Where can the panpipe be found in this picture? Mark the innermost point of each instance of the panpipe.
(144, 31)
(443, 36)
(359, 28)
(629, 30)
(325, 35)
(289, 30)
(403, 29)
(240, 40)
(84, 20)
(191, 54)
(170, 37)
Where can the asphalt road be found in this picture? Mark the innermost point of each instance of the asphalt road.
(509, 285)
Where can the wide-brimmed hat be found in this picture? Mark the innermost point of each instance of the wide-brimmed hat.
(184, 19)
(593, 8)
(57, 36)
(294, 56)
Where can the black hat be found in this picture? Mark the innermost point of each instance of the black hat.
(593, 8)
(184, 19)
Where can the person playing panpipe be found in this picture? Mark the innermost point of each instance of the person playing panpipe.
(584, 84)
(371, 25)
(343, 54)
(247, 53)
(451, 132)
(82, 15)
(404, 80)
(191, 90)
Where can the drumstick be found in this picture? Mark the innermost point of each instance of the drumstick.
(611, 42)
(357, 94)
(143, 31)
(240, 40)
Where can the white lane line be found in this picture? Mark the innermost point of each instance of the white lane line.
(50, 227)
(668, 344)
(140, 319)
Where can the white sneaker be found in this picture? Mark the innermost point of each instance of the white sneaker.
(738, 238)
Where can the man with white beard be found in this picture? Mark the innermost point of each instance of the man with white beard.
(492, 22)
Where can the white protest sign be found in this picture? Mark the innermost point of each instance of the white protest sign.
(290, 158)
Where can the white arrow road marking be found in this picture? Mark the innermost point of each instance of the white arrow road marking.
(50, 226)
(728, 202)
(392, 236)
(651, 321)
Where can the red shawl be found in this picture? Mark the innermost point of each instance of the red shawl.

* * *

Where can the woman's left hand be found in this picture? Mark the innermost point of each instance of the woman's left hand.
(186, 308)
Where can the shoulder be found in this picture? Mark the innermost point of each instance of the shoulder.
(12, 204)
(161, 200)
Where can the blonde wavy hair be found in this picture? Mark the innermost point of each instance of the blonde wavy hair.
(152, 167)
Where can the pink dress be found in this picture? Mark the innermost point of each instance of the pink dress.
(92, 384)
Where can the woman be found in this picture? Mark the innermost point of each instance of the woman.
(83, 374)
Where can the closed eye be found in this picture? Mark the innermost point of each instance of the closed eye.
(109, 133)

* * *

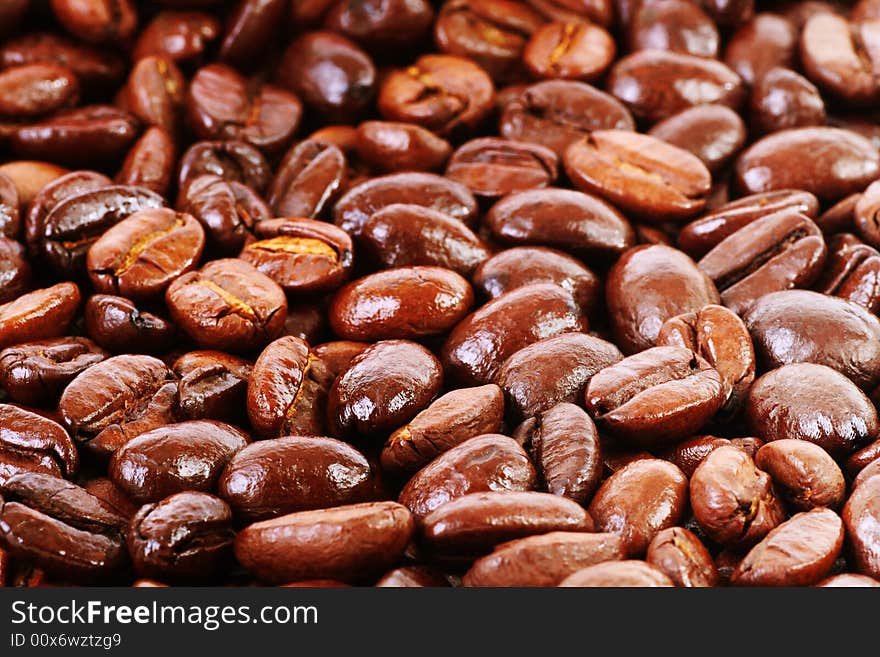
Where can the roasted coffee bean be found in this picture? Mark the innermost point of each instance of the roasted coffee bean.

WHAT YOU WILL DO: Find the line with "Where can the panpipe" in the material above. Reproduce it and each line after it up to and including the line with "Where can the red".

EXERCISE RESULT:
Where can the panpipe be found in this picture? Mark the innermost point of each instance of the panpipe.
(144, 31)
(443, 36)
(359, 28)
(629, 30)
(325, 35)
(289, 30)
(403, 29)
(240, 40)
(84, 20)
(191, 54)
(170, 37)
Where can the asphalt road be found in this picture? Mark the innermost point of each instance of the asphalt road.
(509, 285)
Where can the wide-brimmed hat be found in this picture? Mark the innermost point of each instance of the wide-brimmed hat.
(184, 19)
(593, 8)
(57, 36)
(294, 56)
Where can the black hat be found in this picture? Mark the innermost point of each instance of the black hat.
(593, 8)
(184, 19)
Where can the person playing panpipe be found in this picture? Mark the innermost point of each instance of the person playing panpipe.
(584, 84)
(371, 25)
(343, 54)
(247, 53)
(451, 132)
(82, 15)
(404, 80)
(191, 90)
Where can the drumstick be found in this picture? Mark the innermost point of each instance of the drumstick.
(611, 42)
(357, 94)
(143, 31)
(240, 40)
Where can the white lane line be found in this picture? Mark the innermost point of each instance of the white lane line.
(50, 227)
(668, 344)
(140, 319)
Where can the white sneaker be found in this picture? Mark the innermost point of each instance of the white sneaker.
(738, 238)
Where can the man with white beard be found in this picture? Mark the innermost point of each instance of the man with white beard.
(492, 22)
Where can the white protest sign be found in this picture? Mark the innermost point of each instance of the white protest sign.
(290, 158)
Where can the white arrow road marking be found in this picture? Mark the innermost point of each instance of the white arrow road marking.
(50, 226)
(728, 202)
(392, 236)
(651, 321)
Where can the red shawl be found in this picture? Mark the innermost point of each instance of the red shawl.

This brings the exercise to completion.